SHORT EXERCISE:
Reproduce the following lines word for word, leaving out the pictures.

EXERCISE INPUT:
◇ ◇ ◇ ◇

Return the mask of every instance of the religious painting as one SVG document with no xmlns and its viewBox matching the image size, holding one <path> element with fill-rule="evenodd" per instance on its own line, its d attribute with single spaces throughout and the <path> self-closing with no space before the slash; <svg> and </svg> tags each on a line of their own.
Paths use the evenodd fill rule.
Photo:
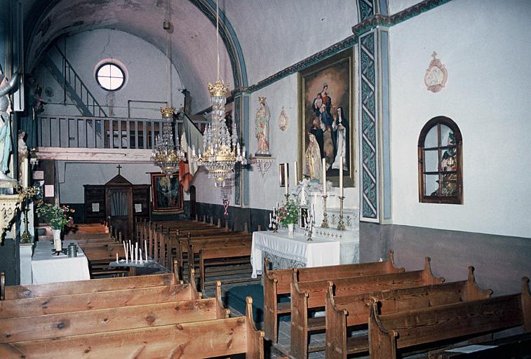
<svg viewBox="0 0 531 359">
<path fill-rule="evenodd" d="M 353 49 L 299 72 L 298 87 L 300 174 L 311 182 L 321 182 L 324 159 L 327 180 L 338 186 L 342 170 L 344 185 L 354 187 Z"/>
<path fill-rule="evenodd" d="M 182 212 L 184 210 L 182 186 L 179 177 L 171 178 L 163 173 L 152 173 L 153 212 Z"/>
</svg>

◇ ◇ ◇ ◇

FULL SOLUTION:
Return the mask of every instance of the religious painting as one SVG document with no xmlns and its viewBox matching the image size, holding one <path> element with fill-rule="evenodd" per instance on its own line, its d attribute with single spaces throughout and the <path> self-closing with no space before the slash; <svg> and </svg> tags each on a line of their own.
Paths use the evenodd fill rule.
Photo:
<svg viewBox="0 0 531 359">
<path fill-rule="evenodd" d="M 353 49 L 299 72 L 298 87 L 300 174 L 311 182 L 321 182 L 324 159 L 327 180 L 338 186 L 342 170 L 344 185 L 354 187 Z"/>
<path fill-rule="evenodd" d="M 182 212 L 184 210 L 182 186 L 179 177 L 171 178 L 163 173 L 152 173 L 153 212 Z"/>
</svg>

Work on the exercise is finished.